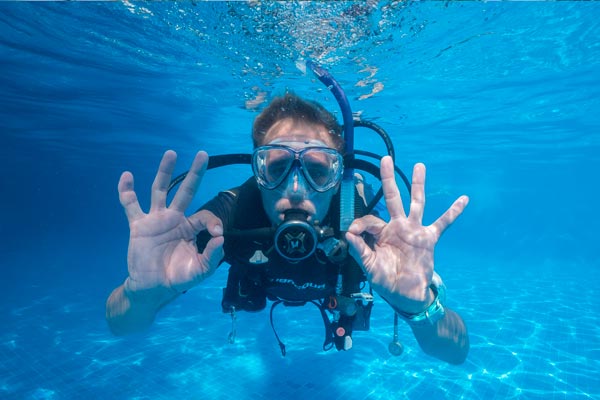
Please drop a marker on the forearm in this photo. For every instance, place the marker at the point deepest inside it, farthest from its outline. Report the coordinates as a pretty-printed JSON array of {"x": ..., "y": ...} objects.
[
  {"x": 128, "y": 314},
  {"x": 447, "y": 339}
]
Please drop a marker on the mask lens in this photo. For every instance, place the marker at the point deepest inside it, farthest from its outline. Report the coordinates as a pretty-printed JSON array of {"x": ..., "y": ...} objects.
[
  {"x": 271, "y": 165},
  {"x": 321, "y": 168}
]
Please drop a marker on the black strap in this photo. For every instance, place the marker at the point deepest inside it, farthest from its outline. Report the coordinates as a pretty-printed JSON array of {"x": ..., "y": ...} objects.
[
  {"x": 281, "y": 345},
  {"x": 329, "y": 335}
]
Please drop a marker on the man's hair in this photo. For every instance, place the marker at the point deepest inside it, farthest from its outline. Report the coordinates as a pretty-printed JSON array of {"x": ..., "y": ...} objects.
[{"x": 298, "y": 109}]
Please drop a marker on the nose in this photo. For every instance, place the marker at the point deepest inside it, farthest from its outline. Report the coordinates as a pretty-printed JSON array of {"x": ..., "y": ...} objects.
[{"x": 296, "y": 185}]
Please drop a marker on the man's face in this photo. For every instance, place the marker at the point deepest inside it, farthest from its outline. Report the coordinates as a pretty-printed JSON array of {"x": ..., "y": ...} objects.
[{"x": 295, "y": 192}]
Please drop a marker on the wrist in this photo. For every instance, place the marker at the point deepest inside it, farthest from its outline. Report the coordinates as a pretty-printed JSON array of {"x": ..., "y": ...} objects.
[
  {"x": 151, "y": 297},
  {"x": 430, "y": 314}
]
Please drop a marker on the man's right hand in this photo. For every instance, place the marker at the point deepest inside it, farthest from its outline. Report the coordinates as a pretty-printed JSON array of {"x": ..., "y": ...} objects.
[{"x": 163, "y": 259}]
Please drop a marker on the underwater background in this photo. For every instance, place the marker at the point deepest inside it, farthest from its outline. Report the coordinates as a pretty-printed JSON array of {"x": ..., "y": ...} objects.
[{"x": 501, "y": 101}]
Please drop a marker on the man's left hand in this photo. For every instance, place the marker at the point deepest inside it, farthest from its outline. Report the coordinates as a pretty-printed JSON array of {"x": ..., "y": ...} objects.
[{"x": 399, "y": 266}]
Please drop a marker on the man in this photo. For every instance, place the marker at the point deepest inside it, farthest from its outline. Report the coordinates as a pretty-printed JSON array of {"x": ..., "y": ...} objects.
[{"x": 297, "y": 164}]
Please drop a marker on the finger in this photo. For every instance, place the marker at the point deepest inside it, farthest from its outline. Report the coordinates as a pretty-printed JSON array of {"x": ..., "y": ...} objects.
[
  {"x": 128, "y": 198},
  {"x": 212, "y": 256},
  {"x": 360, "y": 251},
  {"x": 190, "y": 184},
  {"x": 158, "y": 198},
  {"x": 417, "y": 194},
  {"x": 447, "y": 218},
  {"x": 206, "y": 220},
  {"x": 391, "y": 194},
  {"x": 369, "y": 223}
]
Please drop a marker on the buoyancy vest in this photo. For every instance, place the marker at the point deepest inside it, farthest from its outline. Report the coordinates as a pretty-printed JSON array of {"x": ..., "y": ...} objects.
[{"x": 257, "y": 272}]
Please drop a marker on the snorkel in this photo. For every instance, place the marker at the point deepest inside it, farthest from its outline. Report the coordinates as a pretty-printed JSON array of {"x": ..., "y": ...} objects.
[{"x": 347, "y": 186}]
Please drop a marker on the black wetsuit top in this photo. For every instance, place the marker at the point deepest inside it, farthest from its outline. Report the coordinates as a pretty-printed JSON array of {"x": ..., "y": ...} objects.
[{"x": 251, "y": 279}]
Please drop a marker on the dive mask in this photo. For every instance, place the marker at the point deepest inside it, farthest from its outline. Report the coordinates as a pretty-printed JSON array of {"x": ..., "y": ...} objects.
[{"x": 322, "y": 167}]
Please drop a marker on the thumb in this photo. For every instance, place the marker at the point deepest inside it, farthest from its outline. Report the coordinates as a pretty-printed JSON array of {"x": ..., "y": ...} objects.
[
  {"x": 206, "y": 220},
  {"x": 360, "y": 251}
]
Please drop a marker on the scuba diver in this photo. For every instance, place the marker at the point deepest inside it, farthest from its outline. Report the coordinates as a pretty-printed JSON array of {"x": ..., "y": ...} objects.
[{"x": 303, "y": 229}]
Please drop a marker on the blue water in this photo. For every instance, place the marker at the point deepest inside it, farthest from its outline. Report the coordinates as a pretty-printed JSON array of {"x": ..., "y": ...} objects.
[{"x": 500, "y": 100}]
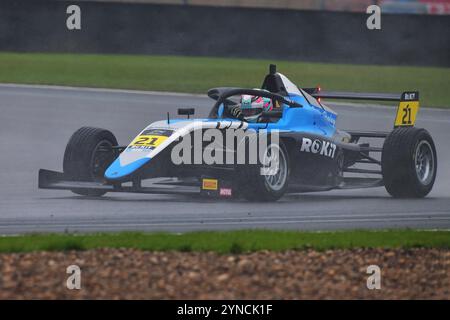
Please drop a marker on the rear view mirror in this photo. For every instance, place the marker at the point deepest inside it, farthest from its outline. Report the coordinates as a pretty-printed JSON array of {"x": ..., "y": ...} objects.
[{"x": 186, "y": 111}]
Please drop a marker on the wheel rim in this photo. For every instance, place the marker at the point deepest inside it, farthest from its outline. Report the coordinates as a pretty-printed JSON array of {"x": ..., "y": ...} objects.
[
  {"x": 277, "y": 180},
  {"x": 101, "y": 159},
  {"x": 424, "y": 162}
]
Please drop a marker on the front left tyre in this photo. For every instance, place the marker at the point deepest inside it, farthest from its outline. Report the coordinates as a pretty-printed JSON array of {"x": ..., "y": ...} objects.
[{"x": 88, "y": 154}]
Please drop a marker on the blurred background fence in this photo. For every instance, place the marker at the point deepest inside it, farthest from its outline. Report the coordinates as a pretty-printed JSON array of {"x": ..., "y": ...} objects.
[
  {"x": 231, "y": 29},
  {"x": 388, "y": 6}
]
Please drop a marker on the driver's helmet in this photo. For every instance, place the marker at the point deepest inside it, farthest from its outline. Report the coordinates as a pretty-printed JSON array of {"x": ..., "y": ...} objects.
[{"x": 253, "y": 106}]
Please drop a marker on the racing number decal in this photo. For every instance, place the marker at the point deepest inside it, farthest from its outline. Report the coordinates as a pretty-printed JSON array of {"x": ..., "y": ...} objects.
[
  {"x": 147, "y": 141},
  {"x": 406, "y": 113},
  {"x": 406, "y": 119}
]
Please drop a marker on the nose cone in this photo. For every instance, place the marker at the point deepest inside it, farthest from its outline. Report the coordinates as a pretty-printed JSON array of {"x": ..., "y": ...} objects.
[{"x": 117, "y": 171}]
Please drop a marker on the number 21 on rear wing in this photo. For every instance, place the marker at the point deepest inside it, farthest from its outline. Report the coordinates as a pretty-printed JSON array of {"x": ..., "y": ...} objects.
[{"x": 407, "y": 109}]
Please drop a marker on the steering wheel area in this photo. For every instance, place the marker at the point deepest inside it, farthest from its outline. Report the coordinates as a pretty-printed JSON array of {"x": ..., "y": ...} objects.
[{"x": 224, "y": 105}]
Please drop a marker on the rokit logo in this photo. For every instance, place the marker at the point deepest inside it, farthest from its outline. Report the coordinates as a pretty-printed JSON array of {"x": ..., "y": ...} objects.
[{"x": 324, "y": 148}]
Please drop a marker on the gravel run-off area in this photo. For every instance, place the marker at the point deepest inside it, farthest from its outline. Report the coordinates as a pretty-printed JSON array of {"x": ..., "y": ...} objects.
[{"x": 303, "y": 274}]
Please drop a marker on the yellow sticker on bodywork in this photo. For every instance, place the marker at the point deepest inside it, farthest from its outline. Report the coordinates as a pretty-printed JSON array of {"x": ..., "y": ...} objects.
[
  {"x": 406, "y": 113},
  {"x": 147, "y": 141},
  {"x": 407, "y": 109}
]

━━━━━━━━━━━━━━━━━━━━━━━━━━━━━━

**Work to complete**
Reproduce every one of the records above word for word, leaving out the pictures.

**Problem solution**
Please drop a marker on the forearm in this photo. For every instance, place the marker at the point deepest inside it, farthest from its outline. Report the coordinates as a pretty-printed JSON array of {"x": ..., "y": ...} objects.
[
  {"x": 128, "y": 314},
  {"x": 447, "y": 339}
]
Please drop a marker on the mask lens in this photo. For every instance, place the marker at the point deepest inside it, farthest from its outline. Report the coordinates as a pretty-printed JSON array of {"x": ..., "y": ...} objects.
[
  {"x": 271, "y": 165},
  {"x": 321, "y": 168}
]
Please drop a marker on the black strap in this photo. For every instance, place the marker at the point deepest inside it, farthest from its outline. Report the coordinates as a pretty-printed JSON array of {"x": ..., "y": ...} objects.
[
  {"x": 281, "y": 345},
  {"x": 329, "y": 335}
]
Please drop a marker on the man's hair in this photo. For every instance, place the marker at the point deepest inside it, farthest from its outline. Report the coordinates as a pretty-printed JSON array of {"x": ..., "y": ...} objects.
[{"x": 298, "y": 109}]
Please drop a marker on the nose in this photo. For every instance, place the marker at the point deepest inside it, farthest from its outline. Report the coordinates as a pretty-printed JSON array of {"x": ..., "y": ...} objects.
[{"x": 296, "y": 185}]
Please drop a marker on the man's face in this photo. For every instance, place the marker at the point deepest inside it, farthest from its outline. Report the coordinates as a pretty-printed JSON array of {"x": ..., "y": ...} objects.
[{"x": 295, "y": 192}]
Please drop a marker on the wrist in this photo. For every instance, place the marker at the point deepest inside it, farthest from its outline. Report the coordinates as a pretty-printed JSON array of {"x": ..., "y": ...} objects.
[
  {"x": 151, "y": 297},
  {"x": 430, "y": 314}
]
Please drop a marker on the man's right hand in this photo. For every instance, place the marker at the point deepest inside it, farthest from its outline. Report the coordinates as a pretty-printed JSON array of {"x": ..., "y": ...} objects.
[{"x": 163, "y": 259}]
Please drop a marker on the underwater background in this photo. For every instance, place the marker at the point deepest inside it, farthest from its outline. Report the coordinates as a pretty-printed JSON array of {"x": ..., "y": ...} objects.
[{"x": 501, "y": 101}]
Please drop a marker on the man's left hand in this photo. For every instance, place the marker at the point deepest inside it, farthest from its outline. Report the coordinates as a pretty-printed JSON array of {"x": ..., "y": ...} objects.
[{"x": 399, "y": 266}]
Please drop a marker on the man in this photo. For every instance, place the marker at the point deepest inside it, farthest from its outline. Report the coordinates as a pretty-printed JSON array of {"x": ..., "y": ...} objects.
[{"x": 297, "y": 164}]
Please drop a marker on the finger in this photo. For every instance, place the marker at the point deepest inside it, farthest from its outline. Report the coordinates as a pretty-printed JSON array of {"x": ..., "y": ...} objects.
[
  {"x": 128, "y": 198},
  {"x": 212, "y": 256},
  {"x": 360, "y": 251},
  {"x": 190, "y": 184},
  {"x": 158, "y": 198},
  {"x": 417, "y": 194},
  {"x": 447, "y": 218},
  {"x": 206, "y": 220},
  {"x": 391, "y": 194},
  {"x": 369, "y": 223}
]
Please drop a marker on the buoyancy vest in this photo. For every instance, place the marker at the point deepest inside it, farthest from its outline. Report the coordinates as a pretty-printed JSON array of {"x": ..., "y": ...} objects.
[{"x": 257, "y": 272}]
Please drop a marker on the snorkel in this photo. For every instance, place the marker at the point deepest inside it, farthest from its outline. Report the coordinates as a pretty-printed JSON array of {"x": ..., "y": ...} objects.
[{"x": 347, "y": 186}]
Please drop a marker on the black wetsuit top in this photo. For every instance, place the marker at the point deepest inside it, farthest from its outline. Report the coordinates as a pretty-printed JSON array of {"x": ..., "y": ...} objects.
[{"x": 251, "y": 279}]
Please drop a marker on the dive mask in this photo. For every instance, place the marker at the point deepest inside it, farthest from its outline. Report the coordinates as a pretty-printed JSON array of {"x": ..., "y": ...} objects.
[{"x": 322, "y": 167}]
Please drop a marker on the thumb in this photo. For every instance, place the marker at the point deepest inside it, farthest from its outline. Report the coordinates as a pretty-printed JSON array of {"x": ..., "y": ...} objects.
[
  {"x": 206, "y": 220},
  {"x": 360, "y": 251}
]
Please drop a marker on the scuba diver in this photo. For every instance, place the marker at the point deepest inside it, farthest from its outline. Report the coordinates as a pretty-printed JSON array of {"x": ..., "y": ...} objects.
[{"x": 303, "y": 229}]
Please drop a marker on the blue water in this photo. For every instance, place the marker at the point deepest inside it, farthest from its outline. Report the coordinates as a pretty-printed JSON array of {"x": ..., "y": ...} objects.
[{"x": 500, "y": 100}]
Please drop a marker on the rear view mirror in this photo. For every instance, place the marker at the point deepest inside it, farthest from its outline. Report the coordinates as a pretty-printed JSON array of {"x": ..., "y": ...} objects.
[{"x": 186, "y": 111}]
Please drop a marker on the wheel rim in this photo. For every instance, place the marker at the point deepest inside it, farthest from its outline. Report the coordinates as a pretty-printed JSON array of {"x": ..., "y": ...} objects.
[
  {"x": 277, "y": 180},
  {"x": 101, "y": 159},
  {"x": 424, "y": 162}
]
Please drop a marker on the front left tyre in this photo. For every instance, place the marker at the point deepest inside it, farthest from its outline. Report the coordinates as a pretty-printed JSON array of {"x": ..., "y": ...} objects.
[{"x": 88, "y": 154}]
Please drop a marker on the blurred background fence in this photo. For every instance, place the marker at the point deepest inside it, farthest from its outline. Report the coordinates as a pretty-printed JSON array of {"x": ..., "y": ...} objects.
[
  {"x": 231, "y": 29},
  {"x": 388, "y": 6}
]
Please drop a marker on the driver's helmet in this photo. For every instance, place the marker at the point deepest inside it, farthest from its outline. Report the coordinates as a pretty-printed JSON array of {"x": ..., "y": ...} objects.
[{"x": 253, "y": 106}]
Please drop a marker on the racing number decal in this photo. For every instance, place the marker at the point deepest inside it, farthest from its outline. Report the coordinates as a pretty-printed JSON array of {"x": ..., "y": ...} objects.
[
  {"x": 147, "y": 141},
  {"x": 406, "y": 113},
  {"x": 406, "y": 119}
]
Please drop a marker on the nose cone in this photo. For every instance, place the marker at the point deepest inside it, farthest from its outline. Report the coordinates as a pretty-printed JSON array of {"x": ..., "y": ...} objects.
[{"x": 117, "y": 171}]
Please drop a marker on the number 21 on rear wing in this photo. For every instance, place the marker at the point deepest inside it, farthest from its outline. Report the coordinates as a pretty-printed JSON array of {"x": ..., "y": ...} objects.
[{"x": 407, "y": 109}]
Please drop a marker on the steering wheel area in this photo. For every instance, place the marker at the point deepest inside it, farthest from its outline. Report the coordinates as a pretty-printed JSON array of {"x": ..., "y": ...} objects.
[{"x": 224, "y": 105}]
Please drop a marker on the rokit logo in this photo. For every instance, place the marker at the point deepest inside it, farthest from its outline. Report the coordinates as a pretty-printed JSON array of {"x": ..., "y": ...} objects.
[{"x": 324, "y": 148}]
Please drop a marker on the gravel run-off area in this photo. For every instance, place the marker at the point deepest inside it, farthest from its outline. Report the coordinates as a pretty-printed JSON array of {"x": ..., "y": ...} objects.
[{"x": 303, "y": 274}]
Please drop a marker on the yellow sticker on bodywork in this photo. For every instance, place the marker at the point deepest inside it, farthest from its outline. Report the coordinates as a pretty-printed JSON array of {"x": ..., "y": ...} objects.
[
  {"x": 406, "y": 113},
  {"x": 147, "y": 141},
  {"x": 407, "y": 109}
]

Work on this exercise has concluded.